• Required work: Locate the word "forest" in the entries below, then gather every line that holds it.

-------- Dataset records --------

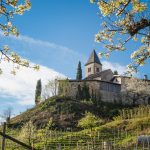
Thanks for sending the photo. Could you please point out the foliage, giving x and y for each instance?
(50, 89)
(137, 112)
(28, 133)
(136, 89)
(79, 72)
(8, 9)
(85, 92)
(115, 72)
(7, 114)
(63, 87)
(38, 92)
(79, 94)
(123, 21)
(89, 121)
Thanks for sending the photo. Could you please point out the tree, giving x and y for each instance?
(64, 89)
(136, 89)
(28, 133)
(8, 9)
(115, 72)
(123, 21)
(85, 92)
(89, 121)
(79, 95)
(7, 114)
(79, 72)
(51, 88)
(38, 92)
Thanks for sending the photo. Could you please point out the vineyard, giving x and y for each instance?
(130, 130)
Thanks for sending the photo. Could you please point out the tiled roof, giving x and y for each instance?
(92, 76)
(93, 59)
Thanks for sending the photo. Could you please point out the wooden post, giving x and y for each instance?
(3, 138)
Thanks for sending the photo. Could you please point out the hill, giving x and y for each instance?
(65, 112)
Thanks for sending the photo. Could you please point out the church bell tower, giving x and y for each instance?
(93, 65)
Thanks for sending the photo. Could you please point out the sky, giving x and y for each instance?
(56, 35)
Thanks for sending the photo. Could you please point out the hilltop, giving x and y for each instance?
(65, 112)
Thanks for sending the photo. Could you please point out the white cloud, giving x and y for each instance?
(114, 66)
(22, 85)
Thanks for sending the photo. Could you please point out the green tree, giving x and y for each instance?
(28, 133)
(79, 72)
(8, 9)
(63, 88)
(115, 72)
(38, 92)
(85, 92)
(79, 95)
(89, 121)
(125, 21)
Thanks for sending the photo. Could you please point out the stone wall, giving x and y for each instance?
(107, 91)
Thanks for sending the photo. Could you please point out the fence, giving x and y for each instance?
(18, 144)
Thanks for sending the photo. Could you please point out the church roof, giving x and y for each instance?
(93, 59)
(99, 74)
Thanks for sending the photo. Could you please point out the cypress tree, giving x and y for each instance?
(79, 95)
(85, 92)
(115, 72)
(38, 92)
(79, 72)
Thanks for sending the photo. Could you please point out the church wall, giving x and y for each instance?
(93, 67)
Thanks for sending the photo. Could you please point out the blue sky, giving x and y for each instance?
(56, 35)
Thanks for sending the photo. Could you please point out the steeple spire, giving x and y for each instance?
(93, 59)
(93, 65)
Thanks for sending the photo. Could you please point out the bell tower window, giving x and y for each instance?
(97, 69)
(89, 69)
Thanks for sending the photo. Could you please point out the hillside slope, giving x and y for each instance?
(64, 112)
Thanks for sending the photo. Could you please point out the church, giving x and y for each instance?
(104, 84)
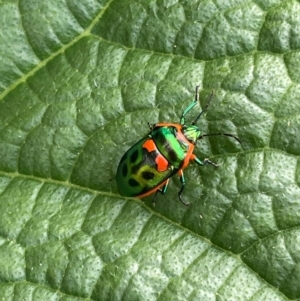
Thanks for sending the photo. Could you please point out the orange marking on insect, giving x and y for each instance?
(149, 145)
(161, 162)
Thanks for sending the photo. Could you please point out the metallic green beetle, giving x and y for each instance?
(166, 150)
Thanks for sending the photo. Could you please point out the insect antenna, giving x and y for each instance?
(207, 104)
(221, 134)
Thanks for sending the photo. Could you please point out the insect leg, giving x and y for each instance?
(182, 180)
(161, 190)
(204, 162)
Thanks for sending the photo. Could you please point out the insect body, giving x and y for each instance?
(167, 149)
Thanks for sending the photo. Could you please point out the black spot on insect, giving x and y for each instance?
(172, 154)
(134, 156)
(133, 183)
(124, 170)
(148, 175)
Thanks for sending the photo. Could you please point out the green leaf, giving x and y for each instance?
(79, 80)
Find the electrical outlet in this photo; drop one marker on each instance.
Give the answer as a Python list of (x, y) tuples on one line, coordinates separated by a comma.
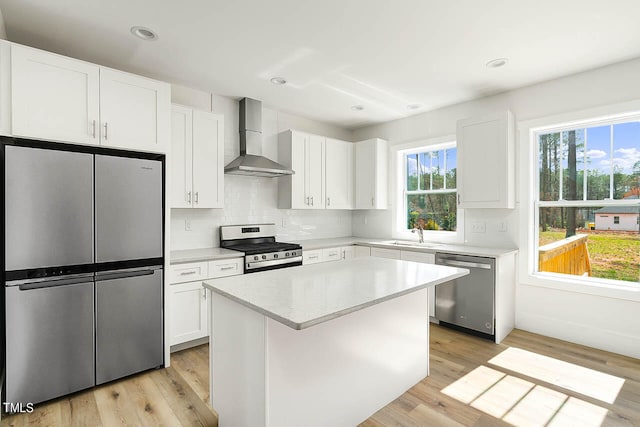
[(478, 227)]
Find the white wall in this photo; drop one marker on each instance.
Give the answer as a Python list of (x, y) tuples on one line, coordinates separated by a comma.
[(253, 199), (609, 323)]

--------
-------- Dataset records --------

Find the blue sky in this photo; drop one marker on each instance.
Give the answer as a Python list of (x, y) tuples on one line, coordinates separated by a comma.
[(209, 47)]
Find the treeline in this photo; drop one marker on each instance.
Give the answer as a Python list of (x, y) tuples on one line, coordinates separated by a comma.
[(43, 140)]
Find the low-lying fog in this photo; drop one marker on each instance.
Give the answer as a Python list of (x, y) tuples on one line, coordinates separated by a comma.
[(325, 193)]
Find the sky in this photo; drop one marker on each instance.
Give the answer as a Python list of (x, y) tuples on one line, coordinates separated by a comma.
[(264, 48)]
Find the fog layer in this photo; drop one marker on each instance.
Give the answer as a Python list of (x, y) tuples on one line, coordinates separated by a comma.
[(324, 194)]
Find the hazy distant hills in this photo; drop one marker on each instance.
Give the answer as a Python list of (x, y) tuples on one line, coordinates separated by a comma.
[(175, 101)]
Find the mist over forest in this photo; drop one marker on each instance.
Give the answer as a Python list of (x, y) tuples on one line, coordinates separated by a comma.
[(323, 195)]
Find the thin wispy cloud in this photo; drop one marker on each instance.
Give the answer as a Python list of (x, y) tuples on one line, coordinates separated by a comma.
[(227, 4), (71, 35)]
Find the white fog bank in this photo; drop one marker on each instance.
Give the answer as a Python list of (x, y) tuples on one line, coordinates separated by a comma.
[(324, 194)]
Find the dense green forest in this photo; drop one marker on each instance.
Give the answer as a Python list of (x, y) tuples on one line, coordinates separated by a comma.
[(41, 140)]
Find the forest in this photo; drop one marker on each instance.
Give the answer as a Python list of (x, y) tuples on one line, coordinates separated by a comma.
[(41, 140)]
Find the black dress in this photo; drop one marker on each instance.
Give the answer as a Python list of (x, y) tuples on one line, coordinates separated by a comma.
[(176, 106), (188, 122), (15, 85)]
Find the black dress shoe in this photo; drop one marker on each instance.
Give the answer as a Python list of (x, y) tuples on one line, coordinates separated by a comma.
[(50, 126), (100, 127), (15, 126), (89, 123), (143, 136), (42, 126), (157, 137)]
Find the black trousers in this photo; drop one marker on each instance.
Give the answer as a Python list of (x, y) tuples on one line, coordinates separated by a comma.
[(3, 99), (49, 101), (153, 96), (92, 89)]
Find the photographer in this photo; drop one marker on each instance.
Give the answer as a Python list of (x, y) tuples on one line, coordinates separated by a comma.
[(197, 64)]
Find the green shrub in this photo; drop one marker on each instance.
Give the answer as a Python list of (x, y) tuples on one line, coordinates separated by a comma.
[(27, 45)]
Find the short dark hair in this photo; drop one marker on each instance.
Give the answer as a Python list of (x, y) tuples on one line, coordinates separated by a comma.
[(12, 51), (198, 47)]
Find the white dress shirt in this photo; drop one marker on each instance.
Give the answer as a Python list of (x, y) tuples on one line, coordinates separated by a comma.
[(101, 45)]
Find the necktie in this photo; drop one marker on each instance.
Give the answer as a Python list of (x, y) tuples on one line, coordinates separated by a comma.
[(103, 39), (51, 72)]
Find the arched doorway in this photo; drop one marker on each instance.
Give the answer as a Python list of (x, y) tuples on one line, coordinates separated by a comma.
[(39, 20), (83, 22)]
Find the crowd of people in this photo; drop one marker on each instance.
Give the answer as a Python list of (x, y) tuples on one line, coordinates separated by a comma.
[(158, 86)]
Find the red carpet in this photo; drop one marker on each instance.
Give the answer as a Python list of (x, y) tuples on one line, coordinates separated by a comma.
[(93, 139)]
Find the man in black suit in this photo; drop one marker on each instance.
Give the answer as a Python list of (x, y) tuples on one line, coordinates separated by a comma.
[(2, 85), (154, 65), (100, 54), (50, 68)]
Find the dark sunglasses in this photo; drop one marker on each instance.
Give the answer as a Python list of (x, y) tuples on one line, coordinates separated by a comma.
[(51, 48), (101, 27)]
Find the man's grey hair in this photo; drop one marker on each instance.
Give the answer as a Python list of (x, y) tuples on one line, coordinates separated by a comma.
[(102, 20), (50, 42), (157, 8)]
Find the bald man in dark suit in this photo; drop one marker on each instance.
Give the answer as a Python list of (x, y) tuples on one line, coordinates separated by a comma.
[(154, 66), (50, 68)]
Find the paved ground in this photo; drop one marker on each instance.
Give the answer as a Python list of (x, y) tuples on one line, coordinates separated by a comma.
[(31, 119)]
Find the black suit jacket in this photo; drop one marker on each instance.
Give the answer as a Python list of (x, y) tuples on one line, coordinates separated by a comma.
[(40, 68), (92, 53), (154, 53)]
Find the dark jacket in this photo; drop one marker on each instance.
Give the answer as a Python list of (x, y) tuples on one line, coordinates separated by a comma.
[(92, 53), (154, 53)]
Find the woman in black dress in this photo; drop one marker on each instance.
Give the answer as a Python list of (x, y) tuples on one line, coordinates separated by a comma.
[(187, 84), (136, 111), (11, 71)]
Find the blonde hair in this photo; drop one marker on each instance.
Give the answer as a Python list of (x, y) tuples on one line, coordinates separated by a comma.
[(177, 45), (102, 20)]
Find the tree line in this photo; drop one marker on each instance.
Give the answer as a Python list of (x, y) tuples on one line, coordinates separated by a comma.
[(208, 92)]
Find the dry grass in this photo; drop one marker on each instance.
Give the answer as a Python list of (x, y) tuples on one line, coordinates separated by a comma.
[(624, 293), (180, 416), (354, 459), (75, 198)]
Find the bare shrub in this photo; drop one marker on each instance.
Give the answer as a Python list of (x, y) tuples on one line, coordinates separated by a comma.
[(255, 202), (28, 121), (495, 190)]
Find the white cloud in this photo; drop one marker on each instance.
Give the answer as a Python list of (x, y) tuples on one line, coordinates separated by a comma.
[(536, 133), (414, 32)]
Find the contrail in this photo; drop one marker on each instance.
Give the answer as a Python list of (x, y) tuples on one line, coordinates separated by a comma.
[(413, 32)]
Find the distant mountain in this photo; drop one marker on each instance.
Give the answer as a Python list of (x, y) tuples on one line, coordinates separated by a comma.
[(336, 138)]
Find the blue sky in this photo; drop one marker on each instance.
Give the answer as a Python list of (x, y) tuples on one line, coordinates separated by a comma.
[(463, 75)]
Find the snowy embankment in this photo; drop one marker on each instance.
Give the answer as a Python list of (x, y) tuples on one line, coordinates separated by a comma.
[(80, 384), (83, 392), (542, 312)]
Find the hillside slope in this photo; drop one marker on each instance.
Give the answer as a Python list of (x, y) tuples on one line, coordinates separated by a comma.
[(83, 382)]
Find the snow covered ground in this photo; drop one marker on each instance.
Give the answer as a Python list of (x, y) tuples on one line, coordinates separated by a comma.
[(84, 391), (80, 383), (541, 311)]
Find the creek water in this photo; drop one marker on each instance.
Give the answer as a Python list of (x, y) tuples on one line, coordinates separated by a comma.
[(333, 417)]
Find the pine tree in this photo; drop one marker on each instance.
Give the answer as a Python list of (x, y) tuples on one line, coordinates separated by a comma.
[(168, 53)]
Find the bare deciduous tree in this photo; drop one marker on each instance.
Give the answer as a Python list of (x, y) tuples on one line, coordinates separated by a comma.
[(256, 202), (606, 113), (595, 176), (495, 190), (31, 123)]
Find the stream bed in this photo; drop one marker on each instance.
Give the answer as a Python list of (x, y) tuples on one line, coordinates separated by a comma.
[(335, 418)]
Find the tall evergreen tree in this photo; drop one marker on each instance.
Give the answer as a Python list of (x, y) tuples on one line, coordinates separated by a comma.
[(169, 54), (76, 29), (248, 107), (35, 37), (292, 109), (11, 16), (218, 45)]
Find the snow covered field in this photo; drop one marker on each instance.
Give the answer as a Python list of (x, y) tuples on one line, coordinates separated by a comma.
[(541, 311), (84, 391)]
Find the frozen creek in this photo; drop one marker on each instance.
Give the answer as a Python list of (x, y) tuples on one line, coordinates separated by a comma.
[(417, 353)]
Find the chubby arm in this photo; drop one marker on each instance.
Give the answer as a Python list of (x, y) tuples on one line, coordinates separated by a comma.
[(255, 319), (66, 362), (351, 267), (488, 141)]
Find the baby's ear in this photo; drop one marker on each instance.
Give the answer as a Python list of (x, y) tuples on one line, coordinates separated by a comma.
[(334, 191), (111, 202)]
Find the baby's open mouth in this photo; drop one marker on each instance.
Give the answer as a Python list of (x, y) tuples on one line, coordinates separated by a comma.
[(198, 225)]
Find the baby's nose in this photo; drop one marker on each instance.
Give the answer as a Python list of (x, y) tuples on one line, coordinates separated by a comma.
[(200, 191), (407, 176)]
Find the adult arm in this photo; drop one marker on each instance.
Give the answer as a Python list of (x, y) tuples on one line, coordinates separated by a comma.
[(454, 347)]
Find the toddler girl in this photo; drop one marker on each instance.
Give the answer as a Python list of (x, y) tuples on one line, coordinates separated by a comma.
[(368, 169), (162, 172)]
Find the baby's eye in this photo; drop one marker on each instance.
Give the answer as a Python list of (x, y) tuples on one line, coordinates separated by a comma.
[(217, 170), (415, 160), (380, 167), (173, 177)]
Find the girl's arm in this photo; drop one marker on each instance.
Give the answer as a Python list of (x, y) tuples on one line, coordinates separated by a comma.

--------

• Answer section:
Find the mist over forest in this photo; drop one marker on each instance.
Find the dense green forest in this photo; drop one marker on each instance.
Find the forest in this photo; drop one marker on each instance.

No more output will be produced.